* EXERCISE DETAILS *
In the material below, find all lines with the string "printed" and copy them.

= Beginning of Section =

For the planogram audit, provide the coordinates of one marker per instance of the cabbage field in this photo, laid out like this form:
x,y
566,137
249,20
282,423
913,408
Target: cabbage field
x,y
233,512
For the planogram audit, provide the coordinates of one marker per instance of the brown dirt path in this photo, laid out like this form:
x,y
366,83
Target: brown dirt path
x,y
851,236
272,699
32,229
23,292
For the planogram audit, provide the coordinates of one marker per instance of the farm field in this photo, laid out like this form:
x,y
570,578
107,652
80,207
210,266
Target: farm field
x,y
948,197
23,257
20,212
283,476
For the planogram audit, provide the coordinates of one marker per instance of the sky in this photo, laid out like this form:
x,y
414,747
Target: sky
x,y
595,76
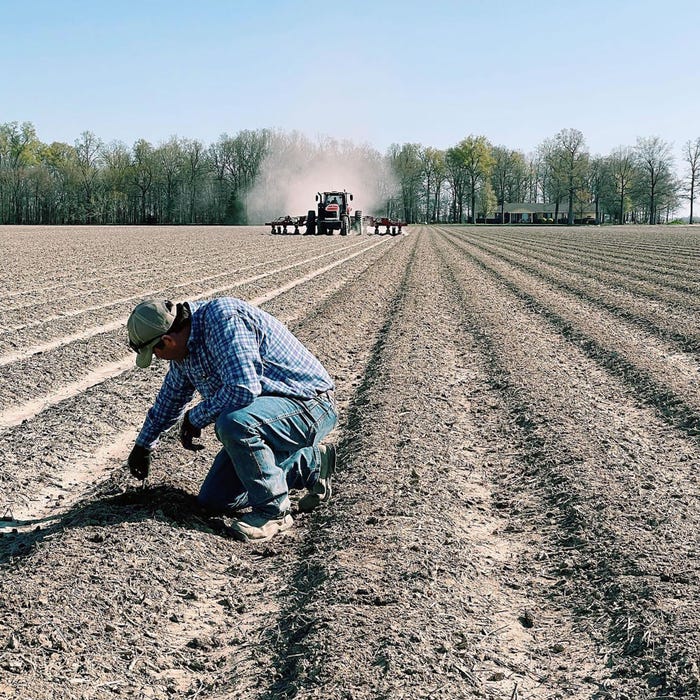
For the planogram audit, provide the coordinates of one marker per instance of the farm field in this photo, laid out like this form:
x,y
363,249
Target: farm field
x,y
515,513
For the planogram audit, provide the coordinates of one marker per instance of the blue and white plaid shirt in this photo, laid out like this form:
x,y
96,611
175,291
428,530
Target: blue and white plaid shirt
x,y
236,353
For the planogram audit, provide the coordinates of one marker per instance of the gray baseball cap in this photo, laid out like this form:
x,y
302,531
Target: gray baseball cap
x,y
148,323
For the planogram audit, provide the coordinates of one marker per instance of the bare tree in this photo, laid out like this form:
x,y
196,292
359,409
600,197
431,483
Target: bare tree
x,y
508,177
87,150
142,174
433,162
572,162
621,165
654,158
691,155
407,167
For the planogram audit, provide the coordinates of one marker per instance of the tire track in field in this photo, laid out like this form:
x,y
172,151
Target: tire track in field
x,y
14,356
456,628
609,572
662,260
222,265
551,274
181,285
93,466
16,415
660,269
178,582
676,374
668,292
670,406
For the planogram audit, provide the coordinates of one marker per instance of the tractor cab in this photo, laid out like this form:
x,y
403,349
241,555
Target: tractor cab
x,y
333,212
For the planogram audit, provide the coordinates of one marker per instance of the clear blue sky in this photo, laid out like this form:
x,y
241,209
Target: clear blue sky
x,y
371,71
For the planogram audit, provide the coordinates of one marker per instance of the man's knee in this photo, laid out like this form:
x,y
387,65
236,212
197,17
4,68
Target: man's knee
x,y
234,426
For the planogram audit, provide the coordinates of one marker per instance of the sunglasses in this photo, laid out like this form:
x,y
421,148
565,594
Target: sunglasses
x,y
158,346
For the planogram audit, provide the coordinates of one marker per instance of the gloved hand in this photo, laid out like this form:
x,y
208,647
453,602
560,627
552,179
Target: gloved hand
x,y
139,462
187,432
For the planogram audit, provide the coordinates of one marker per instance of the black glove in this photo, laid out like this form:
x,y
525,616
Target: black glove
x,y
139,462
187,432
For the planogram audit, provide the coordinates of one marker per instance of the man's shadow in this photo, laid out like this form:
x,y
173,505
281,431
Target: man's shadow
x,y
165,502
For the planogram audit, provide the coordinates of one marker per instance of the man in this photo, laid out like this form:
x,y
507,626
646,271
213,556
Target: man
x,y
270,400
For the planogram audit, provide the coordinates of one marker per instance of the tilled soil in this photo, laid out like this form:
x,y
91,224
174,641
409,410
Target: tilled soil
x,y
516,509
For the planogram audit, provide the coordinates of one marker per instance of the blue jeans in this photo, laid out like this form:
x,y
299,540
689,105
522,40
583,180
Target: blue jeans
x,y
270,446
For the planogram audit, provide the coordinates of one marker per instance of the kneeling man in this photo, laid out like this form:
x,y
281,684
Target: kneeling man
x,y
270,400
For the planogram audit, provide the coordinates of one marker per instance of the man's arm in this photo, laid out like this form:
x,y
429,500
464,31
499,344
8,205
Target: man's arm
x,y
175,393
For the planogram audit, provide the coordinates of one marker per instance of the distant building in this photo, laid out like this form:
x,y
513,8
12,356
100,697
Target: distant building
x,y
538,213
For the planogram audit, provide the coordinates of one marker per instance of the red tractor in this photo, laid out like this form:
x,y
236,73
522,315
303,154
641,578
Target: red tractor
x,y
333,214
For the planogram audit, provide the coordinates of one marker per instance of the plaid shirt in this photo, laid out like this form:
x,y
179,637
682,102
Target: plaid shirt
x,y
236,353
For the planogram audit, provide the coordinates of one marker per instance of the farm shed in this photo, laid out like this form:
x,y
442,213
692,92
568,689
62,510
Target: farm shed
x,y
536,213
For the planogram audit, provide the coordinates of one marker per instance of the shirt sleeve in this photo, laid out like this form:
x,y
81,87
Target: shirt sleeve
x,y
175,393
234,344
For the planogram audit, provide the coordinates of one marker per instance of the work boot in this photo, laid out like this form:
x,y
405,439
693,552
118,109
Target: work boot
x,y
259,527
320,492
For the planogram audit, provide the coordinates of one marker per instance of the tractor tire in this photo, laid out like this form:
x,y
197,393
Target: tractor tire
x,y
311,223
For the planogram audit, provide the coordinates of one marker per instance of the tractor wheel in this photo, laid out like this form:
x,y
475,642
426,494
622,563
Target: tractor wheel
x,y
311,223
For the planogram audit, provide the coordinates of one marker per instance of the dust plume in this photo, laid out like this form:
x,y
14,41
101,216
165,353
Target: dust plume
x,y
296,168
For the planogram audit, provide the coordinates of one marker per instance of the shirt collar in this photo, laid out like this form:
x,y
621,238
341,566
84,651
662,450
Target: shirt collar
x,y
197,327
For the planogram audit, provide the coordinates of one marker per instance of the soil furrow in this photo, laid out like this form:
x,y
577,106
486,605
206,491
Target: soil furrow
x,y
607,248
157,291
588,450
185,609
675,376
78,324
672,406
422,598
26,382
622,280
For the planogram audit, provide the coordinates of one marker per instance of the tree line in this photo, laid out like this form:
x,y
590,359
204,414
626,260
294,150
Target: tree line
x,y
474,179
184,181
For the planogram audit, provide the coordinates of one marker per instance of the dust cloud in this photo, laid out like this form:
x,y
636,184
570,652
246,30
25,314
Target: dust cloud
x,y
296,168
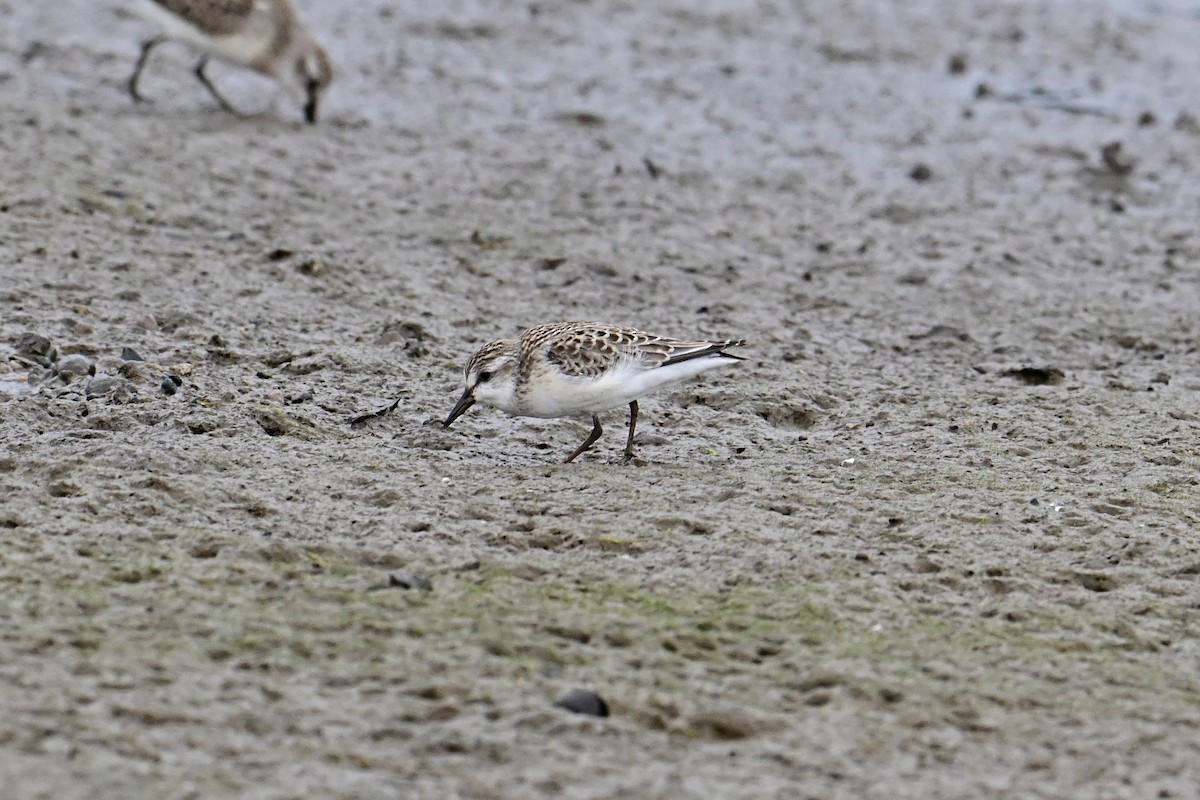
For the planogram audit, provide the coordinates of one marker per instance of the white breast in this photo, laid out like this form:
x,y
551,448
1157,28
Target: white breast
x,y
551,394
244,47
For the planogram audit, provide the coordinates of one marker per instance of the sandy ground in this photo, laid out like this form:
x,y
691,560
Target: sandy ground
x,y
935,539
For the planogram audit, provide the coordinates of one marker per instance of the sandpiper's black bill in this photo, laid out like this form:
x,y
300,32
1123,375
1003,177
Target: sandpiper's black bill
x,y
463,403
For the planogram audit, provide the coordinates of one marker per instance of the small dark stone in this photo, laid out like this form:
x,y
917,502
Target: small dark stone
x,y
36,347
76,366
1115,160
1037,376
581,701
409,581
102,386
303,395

= End of Section =
= Beginning of Section =

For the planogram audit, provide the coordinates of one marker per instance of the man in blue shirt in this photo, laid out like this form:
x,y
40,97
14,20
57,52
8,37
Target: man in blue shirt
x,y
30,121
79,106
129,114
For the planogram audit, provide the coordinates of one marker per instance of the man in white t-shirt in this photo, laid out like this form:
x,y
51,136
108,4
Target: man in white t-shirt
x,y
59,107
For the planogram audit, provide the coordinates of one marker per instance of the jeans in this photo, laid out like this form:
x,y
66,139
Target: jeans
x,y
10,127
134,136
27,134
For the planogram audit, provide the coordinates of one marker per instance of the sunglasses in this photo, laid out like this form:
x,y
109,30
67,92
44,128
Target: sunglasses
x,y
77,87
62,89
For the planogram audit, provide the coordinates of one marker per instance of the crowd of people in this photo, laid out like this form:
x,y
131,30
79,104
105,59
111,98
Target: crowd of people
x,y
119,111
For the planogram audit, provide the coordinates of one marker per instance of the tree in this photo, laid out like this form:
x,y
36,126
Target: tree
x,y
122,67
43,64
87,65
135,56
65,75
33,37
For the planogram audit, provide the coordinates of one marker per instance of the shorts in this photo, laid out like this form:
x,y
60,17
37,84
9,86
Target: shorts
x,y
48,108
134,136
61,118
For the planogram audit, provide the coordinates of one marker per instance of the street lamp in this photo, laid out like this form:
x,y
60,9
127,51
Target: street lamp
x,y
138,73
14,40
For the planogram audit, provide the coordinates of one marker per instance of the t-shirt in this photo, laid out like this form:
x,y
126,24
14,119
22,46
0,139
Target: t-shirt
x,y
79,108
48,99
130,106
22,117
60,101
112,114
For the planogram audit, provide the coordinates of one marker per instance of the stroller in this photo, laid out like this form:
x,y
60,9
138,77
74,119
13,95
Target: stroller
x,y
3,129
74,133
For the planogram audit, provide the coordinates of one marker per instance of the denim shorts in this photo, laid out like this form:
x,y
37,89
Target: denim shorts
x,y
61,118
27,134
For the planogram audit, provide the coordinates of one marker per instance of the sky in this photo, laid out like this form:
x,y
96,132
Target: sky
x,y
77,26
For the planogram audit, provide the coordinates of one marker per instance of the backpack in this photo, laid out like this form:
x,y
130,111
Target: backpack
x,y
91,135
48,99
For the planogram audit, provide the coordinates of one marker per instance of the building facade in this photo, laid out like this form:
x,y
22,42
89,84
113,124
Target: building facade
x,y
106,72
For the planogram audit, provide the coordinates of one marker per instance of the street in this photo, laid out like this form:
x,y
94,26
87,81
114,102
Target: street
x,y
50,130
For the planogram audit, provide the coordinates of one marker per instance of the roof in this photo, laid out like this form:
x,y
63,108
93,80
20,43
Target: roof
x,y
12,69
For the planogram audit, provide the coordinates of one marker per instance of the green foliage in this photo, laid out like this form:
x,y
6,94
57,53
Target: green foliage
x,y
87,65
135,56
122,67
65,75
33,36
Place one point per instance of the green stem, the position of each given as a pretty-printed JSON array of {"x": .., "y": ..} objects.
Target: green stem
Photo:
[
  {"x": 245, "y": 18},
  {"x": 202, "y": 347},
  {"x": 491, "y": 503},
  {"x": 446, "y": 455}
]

= End of Section =
= Beginning of Section =

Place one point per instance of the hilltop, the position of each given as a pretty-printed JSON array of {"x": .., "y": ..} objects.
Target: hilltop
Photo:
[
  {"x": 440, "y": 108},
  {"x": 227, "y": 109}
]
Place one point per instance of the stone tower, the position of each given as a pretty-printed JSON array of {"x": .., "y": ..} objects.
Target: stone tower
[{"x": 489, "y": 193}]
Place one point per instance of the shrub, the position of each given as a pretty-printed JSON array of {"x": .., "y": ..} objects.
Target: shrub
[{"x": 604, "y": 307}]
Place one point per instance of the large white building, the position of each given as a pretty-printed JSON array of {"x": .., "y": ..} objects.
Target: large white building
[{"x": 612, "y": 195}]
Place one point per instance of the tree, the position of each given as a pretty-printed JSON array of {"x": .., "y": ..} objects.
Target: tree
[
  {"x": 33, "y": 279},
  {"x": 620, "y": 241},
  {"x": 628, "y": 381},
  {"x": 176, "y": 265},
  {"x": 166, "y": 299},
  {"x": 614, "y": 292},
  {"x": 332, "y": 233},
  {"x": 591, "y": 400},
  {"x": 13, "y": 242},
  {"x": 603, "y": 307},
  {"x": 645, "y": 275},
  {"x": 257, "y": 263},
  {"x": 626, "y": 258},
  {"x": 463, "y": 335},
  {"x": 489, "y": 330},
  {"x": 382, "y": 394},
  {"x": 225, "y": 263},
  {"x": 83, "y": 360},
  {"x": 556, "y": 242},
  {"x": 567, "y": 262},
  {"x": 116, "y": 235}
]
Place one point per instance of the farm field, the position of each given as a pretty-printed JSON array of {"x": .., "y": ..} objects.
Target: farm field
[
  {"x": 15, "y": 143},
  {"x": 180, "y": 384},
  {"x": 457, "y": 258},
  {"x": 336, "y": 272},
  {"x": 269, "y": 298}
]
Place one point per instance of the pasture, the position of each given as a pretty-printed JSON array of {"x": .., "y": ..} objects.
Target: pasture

= End of Section =

* RESPONSE FOR THIS EXERCISE *
Place one point per instance of the green stem, the position of each given as a pretty-printed JSON array of {"x": .., "y": ..} objects.
Place one point per instance of the hilltop, the position of each given as a pretty-printed JSON array of {"x": .., "y": ..} objects.
Place one point per instance of the stone tower, the position of each given as a pretty-printed JSON array of {"x": .., "y": ..} objects.
Place one point per instance of the shrub, the position of each given as a pretty-printed JSON array of {"x": .., "y": ..} objects.
Place one point per instance of the large white building, the position of each given as a pretty-printed JSON array of {"x": .., "y": ..} objects.
Place one point per instance of the tree, the position of each given as a pretty-printed JSON array of {"x": .., "y": ..} objects.
Place one point per instance of the farm field, the position of each given as a pretty-printed JSON array of {"x": .., "y": ..} objects.
Place one point per instance of the pasture, the position of each given as a pretty-printed JSON array of {"x": .., "y": ..} objects.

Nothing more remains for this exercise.